From the server status posts below, rewrite the passage starting at "Raspis server is" and ending at "for the inconvenience.", switching "hardware crash" to "power failure" wherever it occurs.
─── Excerpt to read ───
I’ll be doing some maintenance on Zebra server. Some downtime possible.

Raspis troubles

Raspis server is down, no idea why. Let’s hope it’s just temporary and not a hardware crash.
Will keep you updated.

EDIT: it’s down for over 2 hours. It may be a hardware crash after all. In that case, the earliest time I can resolve this is tomorrow at about 2:00 PM EET, since that’s the earliest time I can get to server’s physical location.
I’m very sorry for service disruption. If you need any downloads from Raspis, don’t hesitate to contact me by email: dds[alpha]ddscentral.org

EDIT: Nov. 10th, 1:45 EET: server back online.

Zebra upgrades

Zebra server is currently being software updated, some downtime possible.
Sorry for the inconvenience.

EDIT: Update complete, should be fine now.

Server issues

Sorry for the downtime, hosting provider did some maintenance and it seems that not all services were restarted correctly on boot.
Should be fine now.

Raspis downtime

Raspis (raspis.ddscentral.org) server software is being updated, some downtime is possible.

EDIT: update complete. Everything should be fine now.

New server online

I’ve recently upgraded my home connection to Gigabit fiber (1000 mbps down /500 mbps up) and, since I now have 500 mbps of upload bandwidth, I’ve set up a new server.
https://zebra.ddscentral.org/

Since this server has faster upstream connection that that of Raspis, I’ll probably move some of my stuff from Raspis to this new server in near future.

Server specs for those interested:
CPU: Intel G4600
RAM: 4 GB DDR4
NIC: 3x Realtek Gigabit NICs (separate NICs for Router, Internet and IPTV)
Storage: 6 HDDs, approx 3.33 TB of storage.

EDIT: Speedtest (that’s with IPTV and some other stuff running).
Speedtest

Again, I forgot to make a new year post… Dammit.

Let’s start with some good news first. I bought myself a Raspberry Pi 3  for Christmas.

Bought it without a case, because I wanted to buy a Kodi edition FLIRC case for it.

Now, the fun part. There are 2 suppliers of this case: The Pi Hut in the UK and FLIRC (the manufacturer) in the US.

I’m in the EU. Guess which supplier I’ve ordered from ? No, you guessed it wrong. I had to order it FROM THE USA, because the Pi Hut, despite all my attempts to convince them, refused to ship the case to my country, telling me some bull**it about too many lost parcels. Yeah, right… I’ve ordered from the UK dozens of times and had only one or two lost orders. If the US supplier CAN ship to the EU why can’t they ?

I had to wait 3 weeks for the case to arrive from the US (instead of just a week, had I ordered the case from the UK supplier). Had to run my Pi barebones during that time.
─── Data ───
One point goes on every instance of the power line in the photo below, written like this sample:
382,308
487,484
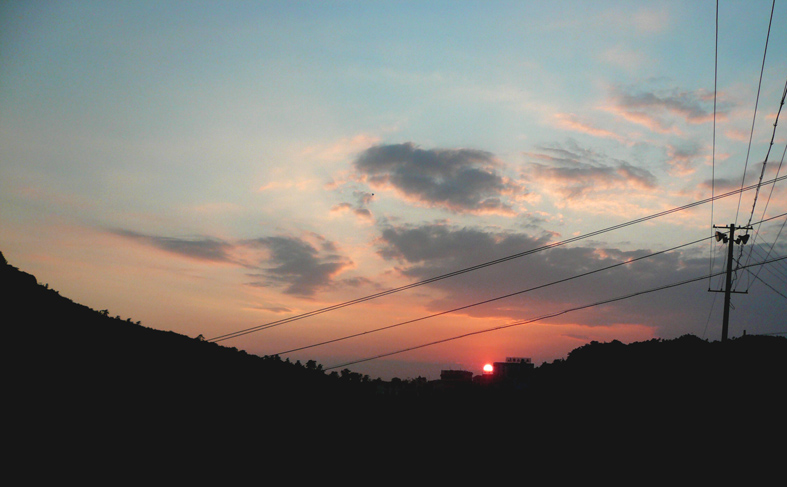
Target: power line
756,102
540,318
560,281
713,154
768,153
481,266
───
Solution for this exercise
Raspis server is down, no idea why. Let’s hope it’s just temporary and not a power failure.
Will keep you updated.

EDIT: it’s down for over 2 hours. It may be a power failure after all. In that case, the earliest time I can resolve this is tomorrow at about 2:00 PM EET, since that’s the earliest time I can get to server’s physical location.
I’m very sorry for service disruption. If you need any downloads from Raspis, don’t hesitate to contact me by email: dds[alpha]ddscentral.org

EDIT: Nov. 10th, 1:45 EET: server back online.

Zebra upgrades

Zebra server is currently being software updated, some downtime possible.
Sorry for the inconvenience.